PAGE TEXT:

McMahon covering the McGovern Convention

By Jeffery McNary

Illustration is one of the last great art forms to be recognized by the art establishment. Perhaps because it exists in service to reportage, illustration has yet to ‘come up,’ as it were. It is, however, a well-developed style with major players. At 88 years old, Franklin McMahon looms large, his legacy bundled with some of Chicago’s biggest news stories. McMahon’s realist art captures, on an epic scale, many of the significant events and figures of the past sixty years. It’s a symphony of extensive notes. In graphite, charcoal and acrylic the illustrator substantiates history, providing crisp insight into a moment’s look and feel: politicos, popes, campaigns, cardinals, courtrooms and conventions.

A selection of the artist’s drawings and paintings are currently on exhibition at the Loyola University Museum of Art, with a focus on his religious and civic contributions. Jonathan Canning, the Martin D’Arcy Curator of Art, says of McMahon’s works, “This is a lost art he’s called to. The camera is so ubiquitous we forget that such persons did such work for so very long.” McMahon has written, “The artist who draws directly on the site can see around corners, adding dimension to viewpoint, getting ideas, heightening reality.” He captures bishops in white miters entering St. Peter’s Basilica, the magnificent Baroque dome, impressive marble pillars and statues of saints about the rooftop share a harmony, as if the artist is lifted mid-way up the obelisk and the piazza’s center for a privileged glimpse of it all.

DIRECTION 1:
Return the saved entries verbatim, from the first row through the row containing "[563, 50, 571, 126]".

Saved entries
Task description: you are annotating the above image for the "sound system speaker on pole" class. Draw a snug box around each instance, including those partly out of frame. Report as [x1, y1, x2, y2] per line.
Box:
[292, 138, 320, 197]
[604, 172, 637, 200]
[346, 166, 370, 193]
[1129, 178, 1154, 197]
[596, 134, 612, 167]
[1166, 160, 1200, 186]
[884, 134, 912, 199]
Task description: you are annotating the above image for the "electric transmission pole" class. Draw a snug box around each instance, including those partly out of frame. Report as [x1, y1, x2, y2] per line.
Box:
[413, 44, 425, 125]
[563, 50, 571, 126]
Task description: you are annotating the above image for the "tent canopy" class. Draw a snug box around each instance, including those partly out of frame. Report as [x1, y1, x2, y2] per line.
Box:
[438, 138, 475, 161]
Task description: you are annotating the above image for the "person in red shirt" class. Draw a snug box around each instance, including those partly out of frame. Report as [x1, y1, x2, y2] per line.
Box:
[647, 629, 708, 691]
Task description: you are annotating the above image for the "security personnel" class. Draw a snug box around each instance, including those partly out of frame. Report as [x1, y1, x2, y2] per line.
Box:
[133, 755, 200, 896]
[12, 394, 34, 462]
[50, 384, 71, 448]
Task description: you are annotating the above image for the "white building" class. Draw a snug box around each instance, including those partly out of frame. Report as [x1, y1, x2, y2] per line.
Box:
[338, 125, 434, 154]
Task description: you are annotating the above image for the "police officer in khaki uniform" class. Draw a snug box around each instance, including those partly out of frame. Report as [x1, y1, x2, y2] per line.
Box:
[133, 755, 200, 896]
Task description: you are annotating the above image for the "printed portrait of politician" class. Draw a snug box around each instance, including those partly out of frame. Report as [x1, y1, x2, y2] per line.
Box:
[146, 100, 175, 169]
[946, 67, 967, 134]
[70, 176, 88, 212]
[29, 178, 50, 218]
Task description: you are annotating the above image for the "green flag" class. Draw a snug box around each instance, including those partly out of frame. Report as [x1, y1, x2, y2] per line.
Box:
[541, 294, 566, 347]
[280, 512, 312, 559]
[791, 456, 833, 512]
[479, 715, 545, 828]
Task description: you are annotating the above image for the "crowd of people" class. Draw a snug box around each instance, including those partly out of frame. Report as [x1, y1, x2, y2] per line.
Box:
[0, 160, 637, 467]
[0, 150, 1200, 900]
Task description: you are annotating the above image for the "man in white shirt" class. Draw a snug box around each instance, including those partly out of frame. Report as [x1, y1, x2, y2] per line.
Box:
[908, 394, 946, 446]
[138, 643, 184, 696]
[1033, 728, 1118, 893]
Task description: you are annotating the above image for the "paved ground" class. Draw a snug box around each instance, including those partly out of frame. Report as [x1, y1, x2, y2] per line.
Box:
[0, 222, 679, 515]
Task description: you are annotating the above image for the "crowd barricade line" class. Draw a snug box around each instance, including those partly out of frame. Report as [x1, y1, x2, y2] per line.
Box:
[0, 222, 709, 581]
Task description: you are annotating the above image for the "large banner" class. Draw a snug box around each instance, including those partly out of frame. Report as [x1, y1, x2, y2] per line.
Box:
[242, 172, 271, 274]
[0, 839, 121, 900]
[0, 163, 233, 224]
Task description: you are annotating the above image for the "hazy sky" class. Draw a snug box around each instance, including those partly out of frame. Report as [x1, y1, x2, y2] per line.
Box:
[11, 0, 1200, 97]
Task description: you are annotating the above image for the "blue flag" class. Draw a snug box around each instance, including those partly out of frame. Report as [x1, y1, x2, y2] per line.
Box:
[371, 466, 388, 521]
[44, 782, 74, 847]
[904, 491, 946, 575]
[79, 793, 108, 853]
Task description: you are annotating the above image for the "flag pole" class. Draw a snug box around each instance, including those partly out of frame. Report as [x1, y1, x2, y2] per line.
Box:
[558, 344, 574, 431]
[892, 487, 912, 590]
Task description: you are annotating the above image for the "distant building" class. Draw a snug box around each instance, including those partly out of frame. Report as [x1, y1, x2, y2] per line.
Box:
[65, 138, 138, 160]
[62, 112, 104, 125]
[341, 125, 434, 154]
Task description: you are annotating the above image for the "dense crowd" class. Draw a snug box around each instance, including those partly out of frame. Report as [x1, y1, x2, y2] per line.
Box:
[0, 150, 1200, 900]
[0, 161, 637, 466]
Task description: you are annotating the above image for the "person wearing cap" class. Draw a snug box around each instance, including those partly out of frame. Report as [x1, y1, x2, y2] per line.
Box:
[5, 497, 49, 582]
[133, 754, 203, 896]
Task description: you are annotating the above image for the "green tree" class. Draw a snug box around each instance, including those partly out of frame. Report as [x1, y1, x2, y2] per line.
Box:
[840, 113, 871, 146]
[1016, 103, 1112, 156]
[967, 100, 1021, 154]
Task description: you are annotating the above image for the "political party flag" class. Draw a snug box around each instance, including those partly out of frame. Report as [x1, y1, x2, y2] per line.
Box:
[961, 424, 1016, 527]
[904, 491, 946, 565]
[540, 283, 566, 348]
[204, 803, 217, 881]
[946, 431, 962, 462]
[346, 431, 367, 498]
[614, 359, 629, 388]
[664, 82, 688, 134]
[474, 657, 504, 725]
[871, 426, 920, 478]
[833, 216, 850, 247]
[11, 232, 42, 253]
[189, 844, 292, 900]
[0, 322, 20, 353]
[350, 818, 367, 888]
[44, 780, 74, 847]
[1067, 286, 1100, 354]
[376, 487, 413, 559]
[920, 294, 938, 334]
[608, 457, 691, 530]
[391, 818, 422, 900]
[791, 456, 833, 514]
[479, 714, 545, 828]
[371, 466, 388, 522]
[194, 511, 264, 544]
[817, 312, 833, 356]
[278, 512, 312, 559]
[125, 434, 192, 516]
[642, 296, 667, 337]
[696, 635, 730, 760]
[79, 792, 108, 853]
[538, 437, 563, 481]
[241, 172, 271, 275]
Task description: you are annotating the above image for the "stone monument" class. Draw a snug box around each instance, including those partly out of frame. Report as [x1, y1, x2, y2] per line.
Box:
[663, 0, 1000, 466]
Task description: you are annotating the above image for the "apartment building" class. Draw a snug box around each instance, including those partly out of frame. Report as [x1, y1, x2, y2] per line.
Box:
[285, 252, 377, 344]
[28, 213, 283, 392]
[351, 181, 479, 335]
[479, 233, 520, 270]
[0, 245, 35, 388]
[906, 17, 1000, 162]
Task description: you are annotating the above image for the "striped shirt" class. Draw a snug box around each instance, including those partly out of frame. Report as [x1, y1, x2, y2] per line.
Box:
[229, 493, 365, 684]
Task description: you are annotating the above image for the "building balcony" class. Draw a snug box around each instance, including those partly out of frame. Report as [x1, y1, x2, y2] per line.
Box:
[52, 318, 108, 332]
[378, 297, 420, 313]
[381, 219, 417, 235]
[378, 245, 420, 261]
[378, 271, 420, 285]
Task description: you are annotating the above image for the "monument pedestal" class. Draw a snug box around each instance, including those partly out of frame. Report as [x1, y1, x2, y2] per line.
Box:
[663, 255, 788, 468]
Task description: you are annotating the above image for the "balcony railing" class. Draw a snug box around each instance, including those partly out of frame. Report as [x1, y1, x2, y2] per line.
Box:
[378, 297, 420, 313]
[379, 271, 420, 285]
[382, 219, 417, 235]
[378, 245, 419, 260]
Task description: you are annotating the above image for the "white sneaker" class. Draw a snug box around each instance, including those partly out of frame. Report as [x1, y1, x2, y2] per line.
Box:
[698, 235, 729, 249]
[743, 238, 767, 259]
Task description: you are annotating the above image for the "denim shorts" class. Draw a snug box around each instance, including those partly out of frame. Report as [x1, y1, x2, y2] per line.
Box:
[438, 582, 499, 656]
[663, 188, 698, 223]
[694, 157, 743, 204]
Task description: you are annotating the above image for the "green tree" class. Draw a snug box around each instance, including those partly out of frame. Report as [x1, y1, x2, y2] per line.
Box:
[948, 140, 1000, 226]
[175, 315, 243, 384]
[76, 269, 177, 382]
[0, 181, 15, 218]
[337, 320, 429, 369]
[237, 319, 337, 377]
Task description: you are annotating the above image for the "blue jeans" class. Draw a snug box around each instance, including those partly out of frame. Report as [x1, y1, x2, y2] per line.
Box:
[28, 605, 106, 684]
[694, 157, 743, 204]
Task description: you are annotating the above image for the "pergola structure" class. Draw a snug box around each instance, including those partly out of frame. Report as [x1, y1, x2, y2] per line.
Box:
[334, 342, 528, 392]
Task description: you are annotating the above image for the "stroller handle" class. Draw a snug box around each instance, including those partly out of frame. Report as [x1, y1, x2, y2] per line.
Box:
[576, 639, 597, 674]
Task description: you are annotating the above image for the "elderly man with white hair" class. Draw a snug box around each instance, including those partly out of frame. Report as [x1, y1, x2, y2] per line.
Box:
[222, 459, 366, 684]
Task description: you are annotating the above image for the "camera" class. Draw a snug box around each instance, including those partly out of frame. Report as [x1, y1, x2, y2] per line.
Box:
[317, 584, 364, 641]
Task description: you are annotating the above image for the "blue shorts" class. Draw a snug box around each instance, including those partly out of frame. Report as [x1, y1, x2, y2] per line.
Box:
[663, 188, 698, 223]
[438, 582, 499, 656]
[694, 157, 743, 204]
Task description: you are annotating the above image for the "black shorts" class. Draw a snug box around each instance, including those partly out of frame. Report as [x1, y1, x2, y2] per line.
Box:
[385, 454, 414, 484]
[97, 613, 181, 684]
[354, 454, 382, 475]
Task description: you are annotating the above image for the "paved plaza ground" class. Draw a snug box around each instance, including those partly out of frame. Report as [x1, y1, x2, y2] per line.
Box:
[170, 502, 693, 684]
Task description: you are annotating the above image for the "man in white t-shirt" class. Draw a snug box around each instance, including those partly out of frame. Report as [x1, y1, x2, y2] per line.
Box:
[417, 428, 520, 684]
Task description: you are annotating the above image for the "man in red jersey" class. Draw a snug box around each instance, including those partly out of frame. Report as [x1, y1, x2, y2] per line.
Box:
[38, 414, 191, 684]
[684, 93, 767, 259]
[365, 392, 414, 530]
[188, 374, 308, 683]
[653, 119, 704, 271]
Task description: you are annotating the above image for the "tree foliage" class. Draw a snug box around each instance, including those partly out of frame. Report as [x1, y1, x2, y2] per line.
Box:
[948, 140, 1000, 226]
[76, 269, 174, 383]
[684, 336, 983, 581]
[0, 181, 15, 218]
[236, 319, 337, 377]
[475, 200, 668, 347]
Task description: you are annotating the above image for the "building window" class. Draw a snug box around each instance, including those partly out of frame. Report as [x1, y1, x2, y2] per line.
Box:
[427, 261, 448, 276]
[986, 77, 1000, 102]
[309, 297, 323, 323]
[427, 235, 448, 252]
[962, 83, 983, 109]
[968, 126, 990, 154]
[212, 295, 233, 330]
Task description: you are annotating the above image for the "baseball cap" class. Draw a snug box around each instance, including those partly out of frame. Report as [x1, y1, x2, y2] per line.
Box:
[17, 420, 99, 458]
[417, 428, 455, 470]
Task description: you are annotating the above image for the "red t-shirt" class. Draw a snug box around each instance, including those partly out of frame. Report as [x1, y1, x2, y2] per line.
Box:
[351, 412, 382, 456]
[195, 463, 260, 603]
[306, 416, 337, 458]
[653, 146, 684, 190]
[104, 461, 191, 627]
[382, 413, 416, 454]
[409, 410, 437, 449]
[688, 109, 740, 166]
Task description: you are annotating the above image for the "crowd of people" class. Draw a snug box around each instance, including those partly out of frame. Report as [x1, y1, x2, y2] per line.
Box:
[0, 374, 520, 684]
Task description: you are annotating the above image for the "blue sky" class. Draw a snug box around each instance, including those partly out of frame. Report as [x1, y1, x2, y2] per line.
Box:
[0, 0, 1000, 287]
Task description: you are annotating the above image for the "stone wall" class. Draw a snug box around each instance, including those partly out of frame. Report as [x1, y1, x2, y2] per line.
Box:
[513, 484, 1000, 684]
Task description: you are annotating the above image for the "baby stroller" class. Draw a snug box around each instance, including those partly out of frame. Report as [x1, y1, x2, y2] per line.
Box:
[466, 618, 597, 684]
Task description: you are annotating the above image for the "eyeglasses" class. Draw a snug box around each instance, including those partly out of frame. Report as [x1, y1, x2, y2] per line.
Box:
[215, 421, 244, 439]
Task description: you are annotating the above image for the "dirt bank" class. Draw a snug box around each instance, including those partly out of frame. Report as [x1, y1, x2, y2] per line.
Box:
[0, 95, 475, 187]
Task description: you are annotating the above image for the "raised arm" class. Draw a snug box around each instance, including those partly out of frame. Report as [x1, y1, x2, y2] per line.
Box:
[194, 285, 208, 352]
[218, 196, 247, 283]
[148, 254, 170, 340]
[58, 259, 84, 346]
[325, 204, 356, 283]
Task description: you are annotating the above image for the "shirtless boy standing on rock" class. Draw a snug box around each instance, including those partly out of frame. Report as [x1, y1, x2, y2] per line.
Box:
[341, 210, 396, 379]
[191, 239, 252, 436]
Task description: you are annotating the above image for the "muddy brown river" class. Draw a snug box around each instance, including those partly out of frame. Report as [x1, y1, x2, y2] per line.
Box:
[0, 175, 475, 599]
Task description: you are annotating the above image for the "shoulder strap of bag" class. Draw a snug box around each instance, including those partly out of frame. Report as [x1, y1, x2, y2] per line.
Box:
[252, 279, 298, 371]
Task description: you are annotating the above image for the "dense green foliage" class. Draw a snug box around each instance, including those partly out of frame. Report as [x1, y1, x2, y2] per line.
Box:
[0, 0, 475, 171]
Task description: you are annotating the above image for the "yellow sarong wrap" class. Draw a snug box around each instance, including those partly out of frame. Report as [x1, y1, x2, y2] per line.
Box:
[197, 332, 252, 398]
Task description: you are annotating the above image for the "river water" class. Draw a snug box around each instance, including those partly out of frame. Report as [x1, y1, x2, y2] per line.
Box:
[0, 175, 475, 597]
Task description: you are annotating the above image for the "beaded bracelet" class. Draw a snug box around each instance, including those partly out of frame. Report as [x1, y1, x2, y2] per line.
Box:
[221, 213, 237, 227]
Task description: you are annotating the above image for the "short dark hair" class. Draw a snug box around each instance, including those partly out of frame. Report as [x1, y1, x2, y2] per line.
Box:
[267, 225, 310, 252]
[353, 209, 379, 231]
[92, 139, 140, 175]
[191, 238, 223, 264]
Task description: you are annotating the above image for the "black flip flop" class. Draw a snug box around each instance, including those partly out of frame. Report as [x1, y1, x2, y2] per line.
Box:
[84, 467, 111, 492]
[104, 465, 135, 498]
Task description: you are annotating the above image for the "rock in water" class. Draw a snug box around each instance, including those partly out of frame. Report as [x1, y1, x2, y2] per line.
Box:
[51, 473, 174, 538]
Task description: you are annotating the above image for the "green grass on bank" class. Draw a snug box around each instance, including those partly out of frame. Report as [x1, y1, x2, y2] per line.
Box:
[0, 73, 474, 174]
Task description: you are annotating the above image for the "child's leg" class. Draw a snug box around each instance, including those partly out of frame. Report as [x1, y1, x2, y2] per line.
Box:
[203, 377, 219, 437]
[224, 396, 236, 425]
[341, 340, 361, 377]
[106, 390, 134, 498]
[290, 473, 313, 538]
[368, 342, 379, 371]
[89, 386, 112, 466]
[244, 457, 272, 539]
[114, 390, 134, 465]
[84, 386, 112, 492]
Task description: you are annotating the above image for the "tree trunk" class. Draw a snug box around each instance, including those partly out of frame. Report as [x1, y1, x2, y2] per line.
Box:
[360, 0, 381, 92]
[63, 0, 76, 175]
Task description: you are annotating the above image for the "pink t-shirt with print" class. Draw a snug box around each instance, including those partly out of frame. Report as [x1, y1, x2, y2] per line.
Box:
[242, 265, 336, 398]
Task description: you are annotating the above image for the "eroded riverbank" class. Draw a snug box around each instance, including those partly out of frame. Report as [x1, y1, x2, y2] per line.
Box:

DIRECTION 2:
Summarize the article on Franklin McMahon in two sentences.

TASK SOLUTION 1:
Task description: you are annotating the above image for the "sound system speaker on pole" class. Draw a snug box around each instance, including those partly out of frame. Report as [x1, y1, x2, y2] per line.
Box:
[292, 138, 320, 197]
[604, 172, 637, 200]
[346, 166, 370, 193]
[1129, 178, 1154, 197]
[596, 134, 612, 167]
[1166, 160, 1200, 186]
[884, 134, 912, 199]
Task description: you are annotating the above image for the "electric transmission pole" class. Draw a snug box around each instance, including those partly out of frame. Report as [x1, y1, x2, y2] per line.
Box:
[413, 44, 425, 125]
[563, 50, 571, 126]

TASK SOLUTION 2:
Franklin McMahon, an 88-year-old illustrator whose legacy is bundled with some of Chicago's biggest news stories, has captured many significant events and figures of the past sixty years in graphite, charcoal and acrylic. A selection of his drawings and paintings, focused on his religious and civic work, is on exhibition at the Loyola University Museum of Art, where curator Jonathan Canning calls it a lost art.